-- Given problem --
Please extract every line of the items below that contains the word "window", treating uppercase and lowercase as different.
[begin The input]
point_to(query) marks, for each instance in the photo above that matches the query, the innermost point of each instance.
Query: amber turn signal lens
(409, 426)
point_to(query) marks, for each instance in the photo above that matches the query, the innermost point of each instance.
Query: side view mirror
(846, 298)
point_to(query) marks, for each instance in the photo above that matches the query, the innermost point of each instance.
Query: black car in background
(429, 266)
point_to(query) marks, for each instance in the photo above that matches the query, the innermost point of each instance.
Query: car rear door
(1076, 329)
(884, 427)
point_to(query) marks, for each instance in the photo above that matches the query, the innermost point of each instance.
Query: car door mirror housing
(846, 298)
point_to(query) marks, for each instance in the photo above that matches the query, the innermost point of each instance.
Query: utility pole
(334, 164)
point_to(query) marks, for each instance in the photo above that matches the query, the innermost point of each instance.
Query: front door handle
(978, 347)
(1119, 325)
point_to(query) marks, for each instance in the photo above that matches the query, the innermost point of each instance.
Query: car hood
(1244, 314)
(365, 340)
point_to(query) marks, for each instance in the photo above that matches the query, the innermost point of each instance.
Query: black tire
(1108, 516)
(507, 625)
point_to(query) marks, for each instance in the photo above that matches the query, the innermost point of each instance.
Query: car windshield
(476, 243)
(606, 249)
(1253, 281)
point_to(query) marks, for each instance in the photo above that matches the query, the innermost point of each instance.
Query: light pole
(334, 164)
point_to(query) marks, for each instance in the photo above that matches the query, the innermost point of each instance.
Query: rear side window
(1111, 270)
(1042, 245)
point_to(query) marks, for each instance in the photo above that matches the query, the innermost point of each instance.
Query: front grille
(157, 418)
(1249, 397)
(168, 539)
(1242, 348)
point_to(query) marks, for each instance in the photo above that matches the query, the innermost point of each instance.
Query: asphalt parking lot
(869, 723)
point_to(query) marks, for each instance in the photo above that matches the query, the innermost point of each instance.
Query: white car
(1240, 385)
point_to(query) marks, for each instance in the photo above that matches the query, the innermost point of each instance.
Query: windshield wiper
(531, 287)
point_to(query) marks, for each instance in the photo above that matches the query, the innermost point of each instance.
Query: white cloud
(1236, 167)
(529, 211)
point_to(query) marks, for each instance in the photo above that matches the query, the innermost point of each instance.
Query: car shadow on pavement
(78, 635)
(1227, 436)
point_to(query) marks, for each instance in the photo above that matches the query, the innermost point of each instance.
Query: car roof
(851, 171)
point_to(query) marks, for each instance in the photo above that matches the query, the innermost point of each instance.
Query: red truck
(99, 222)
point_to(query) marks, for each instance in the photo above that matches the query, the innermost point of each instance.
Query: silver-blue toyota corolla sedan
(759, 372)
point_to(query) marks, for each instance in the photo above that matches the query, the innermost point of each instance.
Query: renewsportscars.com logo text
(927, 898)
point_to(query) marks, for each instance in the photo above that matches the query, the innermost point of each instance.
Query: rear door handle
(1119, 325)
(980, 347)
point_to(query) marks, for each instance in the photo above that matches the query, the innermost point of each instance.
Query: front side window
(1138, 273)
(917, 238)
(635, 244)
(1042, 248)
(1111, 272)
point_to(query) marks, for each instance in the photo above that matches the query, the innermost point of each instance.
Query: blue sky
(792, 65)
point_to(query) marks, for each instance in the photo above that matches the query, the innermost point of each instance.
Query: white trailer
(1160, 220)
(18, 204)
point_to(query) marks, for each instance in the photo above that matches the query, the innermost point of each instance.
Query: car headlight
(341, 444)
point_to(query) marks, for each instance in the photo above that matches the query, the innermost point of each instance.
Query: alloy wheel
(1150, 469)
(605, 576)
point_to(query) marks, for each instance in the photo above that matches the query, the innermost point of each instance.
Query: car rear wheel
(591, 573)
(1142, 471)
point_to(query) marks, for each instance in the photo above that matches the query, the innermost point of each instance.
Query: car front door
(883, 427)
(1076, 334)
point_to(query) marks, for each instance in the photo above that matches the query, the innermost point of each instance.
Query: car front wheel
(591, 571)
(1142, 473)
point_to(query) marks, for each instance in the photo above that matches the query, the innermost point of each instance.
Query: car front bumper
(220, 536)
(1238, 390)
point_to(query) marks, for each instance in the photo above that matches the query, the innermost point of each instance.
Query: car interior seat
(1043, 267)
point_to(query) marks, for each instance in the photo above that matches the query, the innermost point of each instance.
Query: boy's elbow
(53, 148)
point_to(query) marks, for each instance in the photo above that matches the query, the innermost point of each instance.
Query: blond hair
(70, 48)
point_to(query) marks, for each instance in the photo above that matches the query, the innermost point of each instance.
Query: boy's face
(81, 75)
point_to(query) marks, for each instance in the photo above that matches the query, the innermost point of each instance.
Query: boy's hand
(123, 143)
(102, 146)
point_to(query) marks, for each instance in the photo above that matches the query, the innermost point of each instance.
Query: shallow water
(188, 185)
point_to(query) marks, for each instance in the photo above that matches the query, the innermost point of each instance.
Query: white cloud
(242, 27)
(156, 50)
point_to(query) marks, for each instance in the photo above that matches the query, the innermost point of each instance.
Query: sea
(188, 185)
[end The input]
-- Result of this exercise --
Query: rear side window
Query: front side window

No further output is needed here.